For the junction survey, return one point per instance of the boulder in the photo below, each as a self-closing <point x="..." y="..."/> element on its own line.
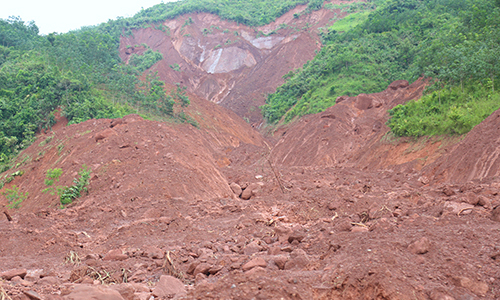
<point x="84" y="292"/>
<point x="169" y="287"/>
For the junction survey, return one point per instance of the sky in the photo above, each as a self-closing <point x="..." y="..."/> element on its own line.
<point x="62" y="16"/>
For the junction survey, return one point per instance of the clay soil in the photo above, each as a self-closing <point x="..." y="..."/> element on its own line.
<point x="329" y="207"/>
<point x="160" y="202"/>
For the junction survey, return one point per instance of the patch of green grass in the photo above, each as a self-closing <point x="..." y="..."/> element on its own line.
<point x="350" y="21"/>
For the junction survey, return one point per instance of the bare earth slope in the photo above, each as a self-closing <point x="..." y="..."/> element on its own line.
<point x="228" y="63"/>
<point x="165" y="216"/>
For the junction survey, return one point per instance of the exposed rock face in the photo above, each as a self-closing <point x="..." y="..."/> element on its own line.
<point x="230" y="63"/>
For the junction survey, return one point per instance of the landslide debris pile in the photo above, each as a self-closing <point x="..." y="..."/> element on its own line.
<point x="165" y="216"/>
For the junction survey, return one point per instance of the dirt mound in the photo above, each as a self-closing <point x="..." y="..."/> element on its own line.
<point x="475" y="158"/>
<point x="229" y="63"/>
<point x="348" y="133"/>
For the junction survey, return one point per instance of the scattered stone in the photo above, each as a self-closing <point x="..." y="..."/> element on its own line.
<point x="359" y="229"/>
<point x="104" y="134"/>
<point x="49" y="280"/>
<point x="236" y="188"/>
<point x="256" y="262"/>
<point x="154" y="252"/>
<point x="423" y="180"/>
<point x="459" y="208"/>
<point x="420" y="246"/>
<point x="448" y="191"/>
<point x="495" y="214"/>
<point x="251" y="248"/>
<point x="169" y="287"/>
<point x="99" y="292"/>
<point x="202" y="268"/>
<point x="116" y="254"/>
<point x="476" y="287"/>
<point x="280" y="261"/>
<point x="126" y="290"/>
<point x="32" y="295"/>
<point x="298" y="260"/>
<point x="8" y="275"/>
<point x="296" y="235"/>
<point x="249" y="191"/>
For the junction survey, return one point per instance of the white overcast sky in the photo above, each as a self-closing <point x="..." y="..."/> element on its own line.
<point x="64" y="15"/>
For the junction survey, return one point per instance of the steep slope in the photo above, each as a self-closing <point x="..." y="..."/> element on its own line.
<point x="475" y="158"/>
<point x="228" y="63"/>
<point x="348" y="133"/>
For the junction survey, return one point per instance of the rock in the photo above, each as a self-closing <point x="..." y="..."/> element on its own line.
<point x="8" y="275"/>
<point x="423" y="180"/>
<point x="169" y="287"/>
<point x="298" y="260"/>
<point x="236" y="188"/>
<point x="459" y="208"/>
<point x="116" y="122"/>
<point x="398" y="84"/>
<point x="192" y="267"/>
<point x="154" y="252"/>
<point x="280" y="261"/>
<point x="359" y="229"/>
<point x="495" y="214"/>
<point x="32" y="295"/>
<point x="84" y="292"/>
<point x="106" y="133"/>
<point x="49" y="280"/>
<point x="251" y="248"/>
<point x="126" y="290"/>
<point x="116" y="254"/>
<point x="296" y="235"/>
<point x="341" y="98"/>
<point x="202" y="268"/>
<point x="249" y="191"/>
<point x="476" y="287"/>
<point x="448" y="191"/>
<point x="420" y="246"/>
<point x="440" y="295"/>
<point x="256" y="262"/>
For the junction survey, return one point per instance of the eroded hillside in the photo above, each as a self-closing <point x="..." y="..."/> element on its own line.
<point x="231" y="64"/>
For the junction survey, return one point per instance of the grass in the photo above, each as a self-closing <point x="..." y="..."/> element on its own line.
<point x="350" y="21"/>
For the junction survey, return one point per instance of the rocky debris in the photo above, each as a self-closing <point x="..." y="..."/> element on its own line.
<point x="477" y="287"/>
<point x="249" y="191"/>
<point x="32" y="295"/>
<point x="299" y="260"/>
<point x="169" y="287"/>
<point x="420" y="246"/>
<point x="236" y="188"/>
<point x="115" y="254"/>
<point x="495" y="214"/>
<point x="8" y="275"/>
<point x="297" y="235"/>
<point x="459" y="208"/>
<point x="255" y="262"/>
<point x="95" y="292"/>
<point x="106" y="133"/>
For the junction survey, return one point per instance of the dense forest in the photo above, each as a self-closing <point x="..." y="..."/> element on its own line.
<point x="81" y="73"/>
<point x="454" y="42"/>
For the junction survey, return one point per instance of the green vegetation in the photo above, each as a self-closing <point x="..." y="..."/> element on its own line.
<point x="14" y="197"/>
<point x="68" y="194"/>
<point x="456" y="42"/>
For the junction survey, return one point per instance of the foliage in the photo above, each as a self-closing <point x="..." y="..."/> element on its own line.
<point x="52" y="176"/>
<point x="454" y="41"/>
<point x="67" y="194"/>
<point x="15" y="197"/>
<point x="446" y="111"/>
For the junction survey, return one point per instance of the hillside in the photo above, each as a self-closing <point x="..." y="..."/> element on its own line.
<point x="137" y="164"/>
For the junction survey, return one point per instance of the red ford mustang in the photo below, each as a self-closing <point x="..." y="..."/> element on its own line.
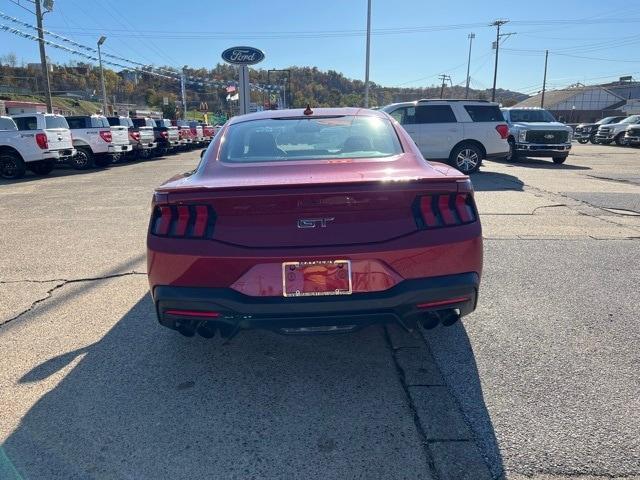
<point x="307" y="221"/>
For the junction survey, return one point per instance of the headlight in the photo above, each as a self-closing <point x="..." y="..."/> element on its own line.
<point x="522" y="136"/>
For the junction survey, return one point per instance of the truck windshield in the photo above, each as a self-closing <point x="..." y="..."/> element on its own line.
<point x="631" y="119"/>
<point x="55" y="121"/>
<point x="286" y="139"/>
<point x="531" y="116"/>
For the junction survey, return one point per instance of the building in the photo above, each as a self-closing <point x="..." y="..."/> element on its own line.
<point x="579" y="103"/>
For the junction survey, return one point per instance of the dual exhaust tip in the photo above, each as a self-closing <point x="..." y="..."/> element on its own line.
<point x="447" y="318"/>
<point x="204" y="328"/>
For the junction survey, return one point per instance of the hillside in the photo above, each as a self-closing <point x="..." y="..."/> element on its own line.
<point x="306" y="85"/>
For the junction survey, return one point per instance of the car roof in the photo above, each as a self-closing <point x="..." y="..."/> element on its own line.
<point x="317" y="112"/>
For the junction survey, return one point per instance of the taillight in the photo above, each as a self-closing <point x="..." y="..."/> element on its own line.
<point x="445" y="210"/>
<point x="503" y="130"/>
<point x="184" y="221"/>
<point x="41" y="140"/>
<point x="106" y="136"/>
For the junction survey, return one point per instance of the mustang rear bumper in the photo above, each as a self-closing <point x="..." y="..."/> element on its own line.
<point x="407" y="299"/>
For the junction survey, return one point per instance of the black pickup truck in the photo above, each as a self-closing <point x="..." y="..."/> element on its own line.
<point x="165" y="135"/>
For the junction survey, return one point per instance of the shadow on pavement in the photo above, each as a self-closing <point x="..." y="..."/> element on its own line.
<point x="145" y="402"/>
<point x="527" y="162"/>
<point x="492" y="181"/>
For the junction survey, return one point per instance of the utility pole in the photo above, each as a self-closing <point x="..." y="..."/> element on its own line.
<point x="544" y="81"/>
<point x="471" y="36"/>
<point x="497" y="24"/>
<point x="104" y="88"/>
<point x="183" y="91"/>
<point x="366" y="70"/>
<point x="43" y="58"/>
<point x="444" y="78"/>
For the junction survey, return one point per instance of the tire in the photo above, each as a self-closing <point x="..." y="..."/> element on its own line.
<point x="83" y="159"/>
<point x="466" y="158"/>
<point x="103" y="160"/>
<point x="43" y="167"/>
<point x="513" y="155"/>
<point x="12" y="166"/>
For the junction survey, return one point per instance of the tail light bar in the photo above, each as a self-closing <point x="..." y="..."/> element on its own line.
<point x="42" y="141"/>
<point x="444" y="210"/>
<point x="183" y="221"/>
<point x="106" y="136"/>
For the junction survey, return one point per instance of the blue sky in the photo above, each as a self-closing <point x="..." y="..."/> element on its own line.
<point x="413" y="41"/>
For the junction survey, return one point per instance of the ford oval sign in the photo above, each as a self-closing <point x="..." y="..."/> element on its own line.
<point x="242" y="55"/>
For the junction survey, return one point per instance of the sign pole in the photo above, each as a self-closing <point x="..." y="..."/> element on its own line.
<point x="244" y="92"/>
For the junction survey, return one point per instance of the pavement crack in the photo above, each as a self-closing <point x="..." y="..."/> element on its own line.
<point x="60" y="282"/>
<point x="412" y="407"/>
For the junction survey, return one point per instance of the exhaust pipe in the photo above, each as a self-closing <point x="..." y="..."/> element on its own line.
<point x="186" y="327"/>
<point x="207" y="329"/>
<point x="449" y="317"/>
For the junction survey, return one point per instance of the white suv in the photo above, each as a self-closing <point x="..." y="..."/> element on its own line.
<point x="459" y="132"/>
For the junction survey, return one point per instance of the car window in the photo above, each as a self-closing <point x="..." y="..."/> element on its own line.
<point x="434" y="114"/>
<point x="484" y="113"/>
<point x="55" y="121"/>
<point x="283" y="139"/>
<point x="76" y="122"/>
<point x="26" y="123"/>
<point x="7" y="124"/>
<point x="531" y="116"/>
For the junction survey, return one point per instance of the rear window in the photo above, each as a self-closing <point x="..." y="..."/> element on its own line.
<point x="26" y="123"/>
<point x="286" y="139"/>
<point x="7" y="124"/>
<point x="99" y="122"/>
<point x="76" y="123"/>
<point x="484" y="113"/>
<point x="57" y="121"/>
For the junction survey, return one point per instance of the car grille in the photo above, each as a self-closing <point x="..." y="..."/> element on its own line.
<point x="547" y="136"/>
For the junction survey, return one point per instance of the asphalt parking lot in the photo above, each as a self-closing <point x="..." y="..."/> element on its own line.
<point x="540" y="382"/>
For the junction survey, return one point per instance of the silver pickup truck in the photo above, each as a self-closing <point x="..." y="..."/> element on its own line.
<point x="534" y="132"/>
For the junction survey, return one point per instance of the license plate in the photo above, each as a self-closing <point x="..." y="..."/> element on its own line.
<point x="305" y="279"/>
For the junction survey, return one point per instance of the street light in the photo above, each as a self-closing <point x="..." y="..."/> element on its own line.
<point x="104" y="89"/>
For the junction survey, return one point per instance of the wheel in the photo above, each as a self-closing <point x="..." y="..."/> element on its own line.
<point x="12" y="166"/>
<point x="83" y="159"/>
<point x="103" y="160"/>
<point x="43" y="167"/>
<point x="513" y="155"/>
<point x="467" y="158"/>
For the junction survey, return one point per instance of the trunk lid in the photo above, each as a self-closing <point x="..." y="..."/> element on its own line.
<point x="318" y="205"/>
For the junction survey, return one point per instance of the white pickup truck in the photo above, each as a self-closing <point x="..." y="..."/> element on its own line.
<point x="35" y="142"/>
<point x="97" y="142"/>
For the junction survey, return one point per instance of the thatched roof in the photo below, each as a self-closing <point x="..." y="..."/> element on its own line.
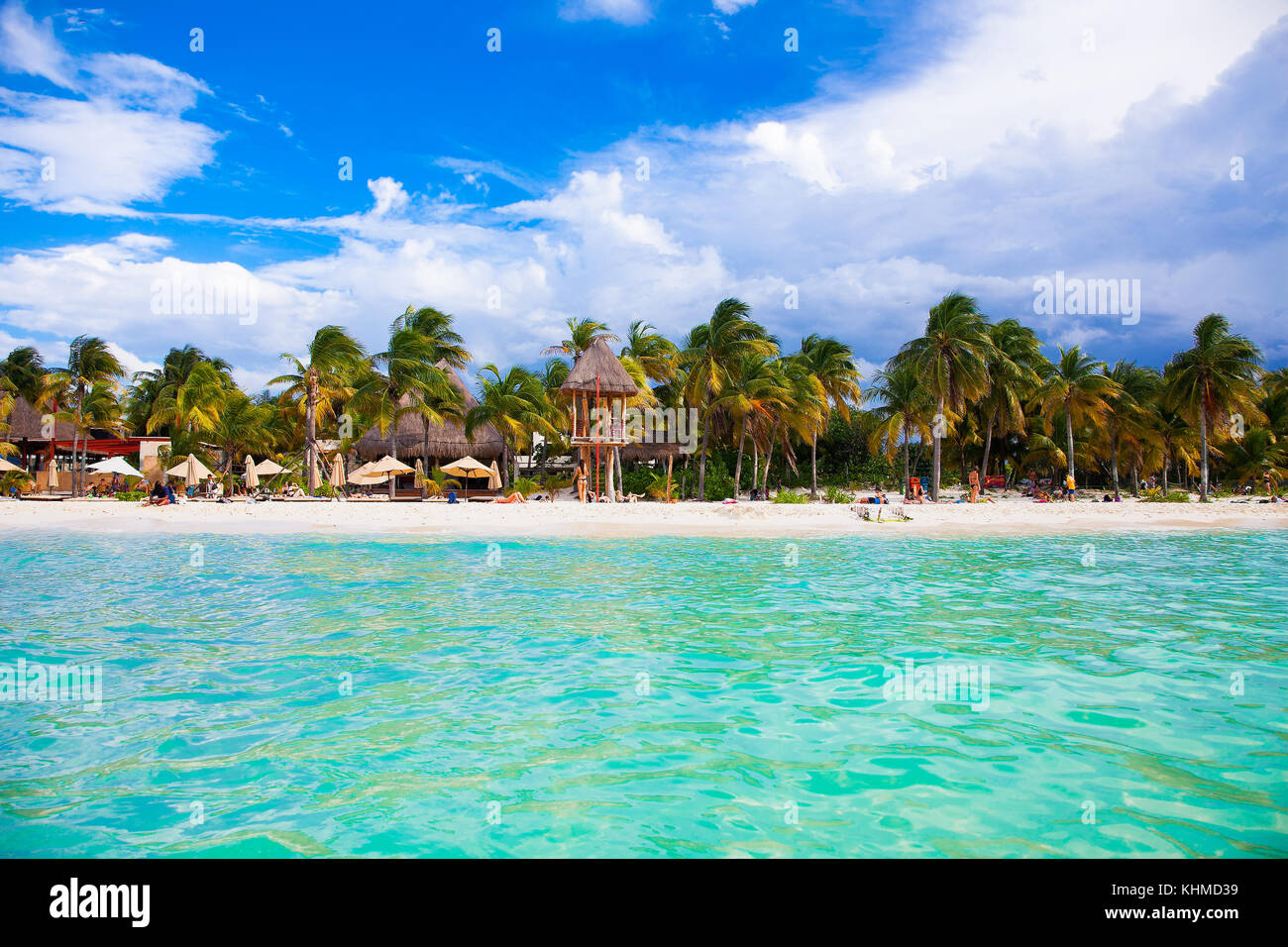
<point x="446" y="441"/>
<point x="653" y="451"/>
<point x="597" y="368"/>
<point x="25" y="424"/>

Problem description. Rewrite the records from the line that contains "of the thatched" through the end of the records, with "thatched roof" replaced by "tile roof" and all else unchanged. Leave the picture out of your answer.

Output of the exercise.
For the junction survey, return one point per instance of the tile roof in the photo below, each as a self-closing <point x="..." y="..."/> element on its own line.
<point x="446" y="441"/>
<point x="653" y="451"/>
<point x="597" y="368"/>
<point x="25" y="424"/>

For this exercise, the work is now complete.